Records contained in a dataset:

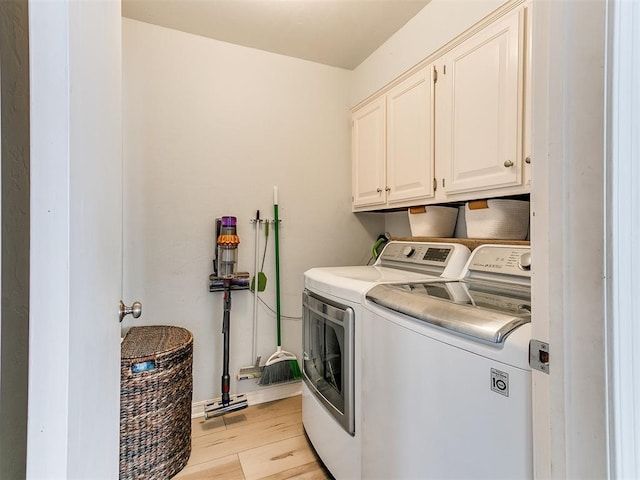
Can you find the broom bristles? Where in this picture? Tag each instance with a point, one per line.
(285, 370)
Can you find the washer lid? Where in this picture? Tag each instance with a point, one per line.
(485, 312)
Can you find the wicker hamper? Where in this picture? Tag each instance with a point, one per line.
(155, 402)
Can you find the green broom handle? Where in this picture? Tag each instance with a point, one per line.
(276, 228)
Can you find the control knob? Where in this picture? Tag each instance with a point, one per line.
(408, 251)
(525, 261)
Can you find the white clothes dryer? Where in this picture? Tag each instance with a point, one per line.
(332, 325)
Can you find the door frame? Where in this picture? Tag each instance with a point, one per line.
(568, 238)
(76, 238)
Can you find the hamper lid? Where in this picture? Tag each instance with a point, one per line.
(150, 340)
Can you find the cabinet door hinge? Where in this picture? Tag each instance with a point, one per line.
(539, 355)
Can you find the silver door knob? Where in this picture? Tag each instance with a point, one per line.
(135, 309)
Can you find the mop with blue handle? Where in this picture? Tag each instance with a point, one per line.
(282, 366)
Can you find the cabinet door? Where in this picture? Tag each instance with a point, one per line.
(410, 138)
(368, 154)
(481, 111)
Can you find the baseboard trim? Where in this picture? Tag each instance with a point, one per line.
(255, 397)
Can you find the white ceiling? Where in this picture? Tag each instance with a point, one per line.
(341, 33)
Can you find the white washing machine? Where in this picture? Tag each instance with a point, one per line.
(446, 382)
(332, 325)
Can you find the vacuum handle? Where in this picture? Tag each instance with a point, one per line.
(217, 247)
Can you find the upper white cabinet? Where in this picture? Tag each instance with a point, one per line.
(480, 102)
(368, 140)
(393, 142)
(410, 132)
(455, 130)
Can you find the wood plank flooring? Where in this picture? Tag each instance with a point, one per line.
(264, 441)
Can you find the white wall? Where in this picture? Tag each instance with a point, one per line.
(434, 26)
(209, 128)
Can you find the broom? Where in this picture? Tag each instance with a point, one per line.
(282, 366)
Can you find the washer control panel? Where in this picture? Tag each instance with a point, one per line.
(504, 260)
(417, 253)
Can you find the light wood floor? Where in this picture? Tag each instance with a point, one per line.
(265, 441)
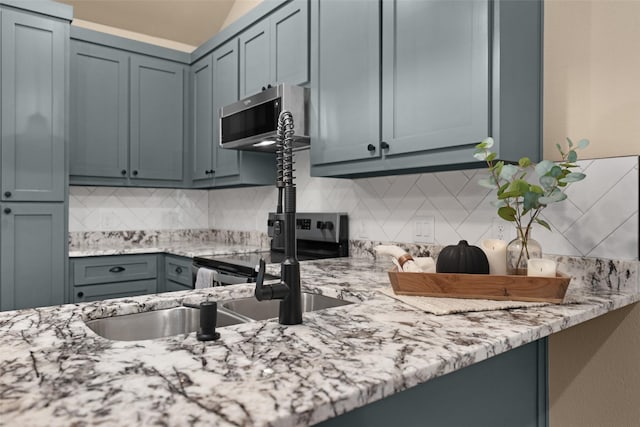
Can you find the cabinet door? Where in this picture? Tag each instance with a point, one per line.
(290, 43)
(435, 75)
(204, 120)
(32, 255)
(347, 93)
(225, 91)
(99, 111)
(33, 58)
(255, 58)
(157, 115)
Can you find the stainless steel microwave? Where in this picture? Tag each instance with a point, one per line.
(252, 123)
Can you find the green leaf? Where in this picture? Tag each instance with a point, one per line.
(507, 213)
(544, 167)
(480, 155)
(536, 189)
(508, 171)
(543, 223)
(555, 196)
(524, 162)
(530, 201)
(573, 177)
(520, 186)
(547, 182)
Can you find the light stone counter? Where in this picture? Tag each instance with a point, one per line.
(55, 371)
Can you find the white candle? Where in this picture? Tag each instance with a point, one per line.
(496, 251)
(541, 267)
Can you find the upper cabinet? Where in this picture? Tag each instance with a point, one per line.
(33, 88)
(128, 115)
(215, 84)
(276, 49)
(417, 84)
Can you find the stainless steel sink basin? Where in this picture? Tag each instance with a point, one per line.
(262, 310)
(156, 324)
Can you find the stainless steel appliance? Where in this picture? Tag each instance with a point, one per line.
(319, 236)
(251, 123)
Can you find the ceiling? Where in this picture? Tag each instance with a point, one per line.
(191, 22)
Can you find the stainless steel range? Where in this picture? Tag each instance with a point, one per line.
(318, 236)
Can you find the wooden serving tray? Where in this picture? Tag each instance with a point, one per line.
(481, 286)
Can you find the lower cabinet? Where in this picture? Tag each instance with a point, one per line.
(105, 277)
(177, 271)
(509, 389)
(32, 255)
(117, 276)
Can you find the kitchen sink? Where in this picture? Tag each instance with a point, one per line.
(262, 310)
(156, 324)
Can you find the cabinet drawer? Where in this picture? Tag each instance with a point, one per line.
(110, 269)
(175, 286)
(114, 290)
(178, 270)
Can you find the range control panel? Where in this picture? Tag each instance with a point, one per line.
(318, 226)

• _WORK TO COMPLETE_
Write the full listing out again with every line unchanged, but include no pictures.

• _RESPONSE_
Can you find the broom bristles? Where in this picture? Tag each instance with a point, one per line.
(285, 370)
Can you find the washer lid? Where in this picture? Tag each instance with a point, one per line.
(485, 312)
Can you find the wicker hamper? Where in this picture? Tag each instance with a point, one per line.
(155, 402)
Can you find the green broom handle? Where in this picture? Tag each instance with a point, one per line.
(276, 228)
Can you find the control knob? Where in this picture? Tag each instance with a point, one per line.
(408, 251)
(525, 261)
Can you find the white clothes dryer? Where in this picture? Tag each instance with a point, one per line.
(332, 325)
Can you find the door frame? Where in this picture? Tag each instance with a point, one per line.
(568, 238)
(76, 238)
Can you find the hamper lid? Where in this picture? Tag each instance with a point, one per line.
(150, 340)
Can you find the cabinet door hinge? Where in this picture? Tag each instance with a point, one per line.
(539, 355)
Can you find the silver door knob? Where in this picture? Tag each instance with a point, one per line.
(135, 309)
Can you find the mop with blue handle? Where in this picture? Tag each instance with a point, one per line.
(282, 366)
Can you find the cabinet door? Where in this picture? Tag each instance with a point, one per line.
(410, 138)
(368, 154)
(481, 111)
Can you find the baseboard trim? Where in this picture? Tag each instance with a point, one per line.
(255, 397)
Can you find the white ceiling? Where in this picture? Tag each instance with a point, one per line.
(341, 33)
Can you find the white washing machine? Where in this picture? Tag each instance with a point, one per line.
(446, 382)
(332, 325)
Can you find the vacuum handle? Where in this picture? Tag each instance with a point, one per line.
(217, 247)
Can you find the upper white cabinet? Where in this picture? Tag each instance with a point, one per line.
(480, 102)
(368, 140)
(393, 142)
(410, 132)
(455, 130)
Can you find the wood plank flooring? Where in this picture? Tag each instance with a point, one per line.
(264, 441)
Can you find the white wall? Where in this picture? Tag each instance with a point, one per line.
(434, 26)
(209, 128)
Can you find the broom? Where in this picture? Tag each instance with a point, one per line.
(282, 366)
Can you find the washer control panel? Where in this picture? Tag each instance with a point, one per line.
(504, 260)
(417, 253)
Can you find the light wood floor? Where in this picture? Tag each instance with a point, one per line.
(265, 441)
Can you find the cabinet door? Where in this picture? Tag each instance with a point, one per line.
(290, 43)
(435, 75)
(204, 120)
(32, 255)
(347, 93)
(225, 91)
(99, 111)
(33, 58)
(255, 58)
(157, 115)
Can you find the stainless steel microwave? Where in this picture? Tag each instance with a point, one per line.
(252, 123)
Can you find the green leaf? Where in this picture? Tag each instance with a point, one per line.
(507, 213)
(544, 167)
(480, 155)
(536, 189)
(508, 171)
(543, 223)
(555, 196)
(524, 162)
(530, 201)
(573, 177)
(520, 186)
(547, 182)
Can you find the light stone counter? Where in this picture? Tag each instance with a point, one per line.
(55, 371)
Can you find the white candle? Where in this picture? Tag each instance with a point, one per line.
(496, 251)
(541, 267)
Can you find the upper cabinet? Where in this picture? Tag each instance with a point, one per line.
(33, 88)
(128, 115)
(215, 84)
(276, 49)
(417, 84)
Can you find the stainless steel sink basin? Where in this picture? Tag each instance with a point, one per line.
(262, 310)
(156, 324)
Can you find the stainless steel appliance? Where in this picture? Tag each instance with a point, one per line.
(319, 236)
(251, 123)
Can you find the ceiling? Where in this picture? Tag each instance with a point, one per line.
(191, 22)
Can you find the stainless steel range? Where in this picture? Tag each instance with a point, one per line.
(318, 236)
Can you find the wooden serving tray? Where in this picture? Tag each instance with a point, one per line.
(481, 286)
Can you find the lower cabinet? Where in this picture? Tag each instance with a point, one per line.
(105, 277)
(177, 271)
(509, 389)
(32, 255)
(117, 276)
Can you find the kitchen sink? Where in this picture? Tag each instance with a point, one per line.
(262, 310)
(156, 324)
Can you find the cabinet drawer? Where in this picture? Tag each instance with a point, one per line.
(110, 269)
(175, 286)
(114, 290)
(178, 270)
Can you find the range control panel? Where in this picture? Tag each instance with a point, one per line.
(318, 226)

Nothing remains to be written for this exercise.